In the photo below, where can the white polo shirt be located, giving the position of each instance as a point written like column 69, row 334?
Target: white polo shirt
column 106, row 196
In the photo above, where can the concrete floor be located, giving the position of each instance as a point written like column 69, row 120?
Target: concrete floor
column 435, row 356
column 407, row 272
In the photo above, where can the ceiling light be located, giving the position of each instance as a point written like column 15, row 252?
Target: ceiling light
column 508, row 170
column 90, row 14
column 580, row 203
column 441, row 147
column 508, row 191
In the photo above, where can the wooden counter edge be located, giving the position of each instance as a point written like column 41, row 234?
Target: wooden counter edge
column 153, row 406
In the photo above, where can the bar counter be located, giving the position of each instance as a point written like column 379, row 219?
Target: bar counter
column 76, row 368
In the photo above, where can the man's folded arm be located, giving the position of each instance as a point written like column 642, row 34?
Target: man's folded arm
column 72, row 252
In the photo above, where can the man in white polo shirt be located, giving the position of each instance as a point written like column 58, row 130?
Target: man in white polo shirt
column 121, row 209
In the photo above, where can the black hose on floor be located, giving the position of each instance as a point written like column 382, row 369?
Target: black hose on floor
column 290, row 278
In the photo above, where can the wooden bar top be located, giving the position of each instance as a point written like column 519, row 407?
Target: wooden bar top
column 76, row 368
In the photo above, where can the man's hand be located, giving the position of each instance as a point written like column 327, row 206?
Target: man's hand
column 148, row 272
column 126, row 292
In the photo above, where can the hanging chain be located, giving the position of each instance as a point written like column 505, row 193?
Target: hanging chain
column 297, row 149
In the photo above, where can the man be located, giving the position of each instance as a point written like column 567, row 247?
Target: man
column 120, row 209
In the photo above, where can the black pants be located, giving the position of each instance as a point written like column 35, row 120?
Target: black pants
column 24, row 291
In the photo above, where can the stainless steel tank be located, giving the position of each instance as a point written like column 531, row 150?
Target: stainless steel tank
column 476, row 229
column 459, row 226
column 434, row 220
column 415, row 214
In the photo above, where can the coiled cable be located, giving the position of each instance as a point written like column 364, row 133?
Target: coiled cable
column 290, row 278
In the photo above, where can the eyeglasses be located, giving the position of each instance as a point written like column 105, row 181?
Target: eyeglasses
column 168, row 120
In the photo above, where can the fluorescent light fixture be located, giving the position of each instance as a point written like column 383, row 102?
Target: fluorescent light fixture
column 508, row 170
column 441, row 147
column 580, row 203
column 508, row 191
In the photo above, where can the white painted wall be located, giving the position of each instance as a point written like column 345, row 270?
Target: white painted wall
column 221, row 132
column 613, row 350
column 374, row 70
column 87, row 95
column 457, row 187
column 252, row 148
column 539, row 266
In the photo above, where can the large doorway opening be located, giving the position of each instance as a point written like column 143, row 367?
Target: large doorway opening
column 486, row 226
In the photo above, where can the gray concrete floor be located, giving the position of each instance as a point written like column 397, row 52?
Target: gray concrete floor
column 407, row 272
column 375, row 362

Task brief -
Copy the lines of the records word for word, starting with the first line and going on through the line with "column 121, row 209", both included.

Finished answer -
In the photo below, where can the white polo shirt be located, giving the position of each instance as a point written like column 69, row 334?
Target: white polo shirt
column 106, row 196
In the photo above, where can the concrete floor be located, giving the position of each instance as a point written like column 69, row 120?
Target: concrete floor
column 435, row 356
column 407, row 272
In the photo above, where can the ceiling light be located, giving the position of each instance as a point written like column 15, row 252?
Target: ceiling light
column 508, row 170
column 90, row 14
column 580, row 203
column 441, row 147
column 508, row 191
In the photo above, where can the wooden counter edge be located, giving the position of each instance as a point written like column 41, row 234?
Target: wooden counter edge
column 153, row 406
In the photo above, where can the bar counter be located, giving the position of each instance as a point written like column 379, row 219?
Target: bar counter
column 76, row 368
In the photo above, where can the man's folded arm be located, giving the position of each instance as a point written like column 642, row 34?
Target: man's folded arm
column 72, row 252
In the photo above, where can the man in white polo shirt be located, giving the position of each instance as a point written like column 58, row 130?
Target: man in white polo shirt
column 121, row 209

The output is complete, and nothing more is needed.